EXERCISE »
Set down all of the data exactly as it appears.

▼▼▼

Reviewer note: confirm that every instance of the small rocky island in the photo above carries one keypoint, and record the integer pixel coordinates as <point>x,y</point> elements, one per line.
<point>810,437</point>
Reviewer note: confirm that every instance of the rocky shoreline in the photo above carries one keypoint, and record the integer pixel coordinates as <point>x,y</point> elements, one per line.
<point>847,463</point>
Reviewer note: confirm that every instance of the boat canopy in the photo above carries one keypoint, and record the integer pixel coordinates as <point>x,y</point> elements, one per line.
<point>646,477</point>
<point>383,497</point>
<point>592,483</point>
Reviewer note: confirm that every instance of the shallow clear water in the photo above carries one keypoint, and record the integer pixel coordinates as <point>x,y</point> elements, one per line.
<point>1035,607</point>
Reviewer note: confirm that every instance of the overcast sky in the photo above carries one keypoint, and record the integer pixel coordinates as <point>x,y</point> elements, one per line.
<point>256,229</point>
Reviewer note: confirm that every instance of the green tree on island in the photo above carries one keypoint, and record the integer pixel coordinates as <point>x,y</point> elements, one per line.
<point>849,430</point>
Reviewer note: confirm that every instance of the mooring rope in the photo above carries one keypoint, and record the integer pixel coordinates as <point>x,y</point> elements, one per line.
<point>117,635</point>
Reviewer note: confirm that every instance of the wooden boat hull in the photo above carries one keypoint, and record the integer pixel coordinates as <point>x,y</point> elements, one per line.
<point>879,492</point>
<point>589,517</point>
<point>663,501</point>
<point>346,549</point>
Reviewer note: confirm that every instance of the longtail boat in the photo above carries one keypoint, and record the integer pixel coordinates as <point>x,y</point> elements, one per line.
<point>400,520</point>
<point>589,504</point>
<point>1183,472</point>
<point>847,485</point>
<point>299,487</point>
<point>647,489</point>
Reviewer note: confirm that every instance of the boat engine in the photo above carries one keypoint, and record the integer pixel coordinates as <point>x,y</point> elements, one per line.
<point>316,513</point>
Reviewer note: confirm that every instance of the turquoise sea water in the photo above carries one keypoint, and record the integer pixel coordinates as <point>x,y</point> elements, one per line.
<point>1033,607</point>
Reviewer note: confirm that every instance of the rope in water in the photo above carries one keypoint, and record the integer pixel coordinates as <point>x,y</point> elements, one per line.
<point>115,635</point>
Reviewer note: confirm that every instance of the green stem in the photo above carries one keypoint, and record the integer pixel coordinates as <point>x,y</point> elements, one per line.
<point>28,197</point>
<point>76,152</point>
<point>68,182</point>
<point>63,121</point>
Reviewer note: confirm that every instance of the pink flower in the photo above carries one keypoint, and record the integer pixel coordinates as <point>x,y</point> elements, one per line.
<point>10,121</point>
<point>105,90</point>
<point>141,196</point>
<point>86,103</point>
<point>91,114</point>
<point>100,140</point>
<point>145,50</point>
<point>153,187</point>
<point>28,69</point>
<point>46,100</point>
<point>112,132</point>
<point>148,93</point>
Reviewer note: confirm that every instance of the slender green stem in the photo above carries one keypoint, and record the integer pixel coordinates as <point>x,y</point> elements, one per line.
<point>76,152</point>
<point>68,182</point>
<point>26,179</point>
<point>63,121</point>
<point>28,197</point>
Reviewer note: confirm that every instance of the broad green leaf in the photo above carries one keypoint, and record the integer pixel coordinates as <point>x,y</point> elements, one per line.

▲▲▲

RESPONSE FOR THIS EXERCISE »
Reviewer note: confirm that every instance of the small rocky island in the photo above carries one keypoint, and record the integer pixel coordinates as <point>x,y</point> elements, one per line.
<point>810,437</point>
Reviewer note: confirm that every instance of the rocky shoreline in the photo above carries one keypoint, and record the integer pixel coordinates as <point>x,y</point> elements, one per line.
<point>847,463</point>
Reviewer note: confirm that every instance of the boat canopy in the photo above carries one keypoint, and record the integer pixel coordinates as <point>x,y</point> elements, one per line.
<point>646,477</point>
<point>383,497</point>
<point>592,483</point>
Reviewer note: confirm that every instance of the shallow clear water in the photo above carries one keypoint, and record the integer pixel coordinates as <point>x,y</point> elements, one per line.
<point>1035,607</point>
Reviewer note: confirm that every instance of the overcast sky in the photo above carries one keypoint, and record the integer pixel coordinates as <point>x,y</point> elements, one per line.
<point>256,229</point>
Reviewer note: confirm that every instance of the green tree on island in the photo above carries one keypoint, and record the integer pixel coordinates as <point>x,y</point> elements, one per line.
<point>849,430</point>
Reviewer note: confirm that every instance of the mooring rope in the photo above carries one keypoint, and record the integer pixel coordinates as <point>x,y</point> elements, one per line.
<point>117,635</point>
Reviewer note: confirm that every instance of the wooden boat hull in the photo above carries one keypoint, and record the integer pixel coordinates as <point>x,y</point> elements, one per line.
<point>879,492</point>
<point>589,517</point>
<point>663,501</point>
<point>346,549</point>
Reviewer note: confirm that every instance of the longtail boat in the photo above carries one keypoint, and record the integer pixel coordinates as <point>x,y</point> elements, one per line.
<point>400,520</point>
<point>589,504</point>
<point>1183,472</point>
<point>847,485</point>
<point>299,487</point>
<point>647,489</point>
Reviewer note: confirm that every instance of the boat engine in the photo above carries one keypoint, and record the integer pixel coordinates as <point>x,y</point> elements, one per line.
<point>316,513</point>
Reviewer note: confirm that every instance of the turquoise sea water in the photo above carries one keypoint, and record the integer pixel coordinates as <point>x,y</point> elements, one per line.
<point>1033,607</point>
Reviewer note: confirm that every instance of the rope in water in the photo above carries one keypoint, and record the integer pixel coordinates as <point>x,y</point> elements, one per line.
<point>115,635</point>
Reviewer note: confirm that every instance of the green stem in the photo above carries one keypoint, and record the integer pixel coordinates as <point>x,y</point> elements, one per line.
<point>28,197</point>
<point>76,152</point>
<point>68,182</point>
<point>63,121</point>
Reviewer note: confirm that every instance of the pink flower in the photo above carries one keypoint, and record the integer pixel coordinates as <point>x,y</point> elements, one per line.
<point>10,121</point>
<point>105,90</point>
<point>141,196</point>
<point>86,103</point>
<point>91,114</point>
<point>100,140</point>
<point>145,50</point>
<point>153,187</point>
<point>28,69</point>
<point>46,100</point>
<point>112,132</point>
<point>148,93</point>
Reviewer note: confirm that every instance of the slender green stem in the photo above carries one keypoint, and record the integer pixel coordinates as <point>x,y</point> elements, one per line.
<point>76,152</point>
<point>68,182</point>
<point>26,179</point>
<point>63,121</point>
<point>28,197</point>
Reviewer note: confirm that every instance of the broad green leaf in the photo above carries one keypoint, and record the integer pixel coordinates as <point>x,y</point> elements, one per line.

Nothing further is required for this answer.